◆ Page excerpt ◆
━━━━━━━━
In an important copyright decision released earlier this week, Circuit Judge Bibas (sitting by designation) in a United States District Court granted Thomson Reuters summary judgement victories by finding that its Westlaw headnotes and key number system were protected by copyright and that the uses of the headnotes to train a competitive legal research tool was not a fair use. The decision in Thomson Reuters Enterprise Centre GmbH v Ross Intelligence Inc, No. 1:20-cv-613-SB (D. Del. Feb. 11, 2025) examined three essential questions, 1) were the Westlaw headnotes and key number system taxonomy protected by copyright, 2) did Ross’s copying of the headnotes to create “legal memos” used to train Ross’s AI system infringe copyright, subject to the defense of fair use, and 3) was Ross’ copying fair use. The court’s findings found in favour of Thomson Reuters on all questions.
━━━━━━━━
◆ Available data ◆

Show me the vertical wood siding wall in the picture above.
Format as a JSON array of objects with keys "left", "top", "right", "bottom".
━━━━━━━━
◆ Requirements ◆
a. Answer these about the copyright ruling excerpt, one line each, marked to match:
(i) Which judge decided the case, and in what capacity?
(ii) What did Ross create from the copied headnotes?
(iii) On how many of the court's questions did Thomson Reuters prevail?
b. From the copyright ruling excerpt, print everything from "In an important" down to "on all questions.".
c. Proceed with the copyright ruling excerpt, starting right after its final sentence.

◆ Answers for the exercise ◆
a.
(i) Circuit Judge Bibas, sitting by designation.
(ii) "Legal memos" used to train Ross's AI system.
(iii) All three.

b.
In an important copyright decision released earlier this week, Circuit Judge Bibas (sitting by designation) in a United States District Court granted Thomson Reuters summary judgement victories by finding that its Westlaw headnotes and key number system were protected by copyright and that the uses of the headnotes to train a competitive legal research tool was not a fair use. The decision in Thomson Reuters Enterprise Centre GmbH v Ross Intelligence Inc, No. 1:20-cv-613-SB (D. Del. Feb. 11, 2025) examined three essential questions, 1) were the Westlaw headnotes and key number system taxonomy protected by copyright, 2) did Ross’s copying of the headnotes to create “legal memos” used to train Ross’s AI system infringe copyright, subject to the defense of fair use, and 3) was Ross’ copying fair use. The court’s findings found in favour of Thomson Reuters on all questions.

c.
The case is a very important one for companies seeking to use copyright content for training AI models. However, while important, the decision will not be directly applicable to the numerous generative AI cases currently before the courts in the United States.
Background to the litigation
Ross, a competitor to Westlaw, made a legal-research search engine that uses artificial intelligence. To train its AI search tool, Ross wanted to use a database of legal questions and answers. Ross asked to license Westlaw’s content. But because Ross was its competitor, Thomson Reuters refused.
To train its AI search engine Ross made a deal with LegalEase to get training data in the form of “Bulk Memos.” Bulk Memos are lawyers’ compilations of legal questions with good and bad answers. LegalEase gave those lawyers a guide explaining how to create those questions using Westlaw headnotes, while clarifying that the lawyers should not just copy and paste headnotes directly into the questions. LegalEase sold Ross roughly 25,000 Bulk Memos, which Ross used to train its AI search tool. In essence, Ross built its competing product using Bulk Memos, which in turn were built from Westlaw headnotes. When Thomson Reuters found out, it sued Ross for copyright infringement.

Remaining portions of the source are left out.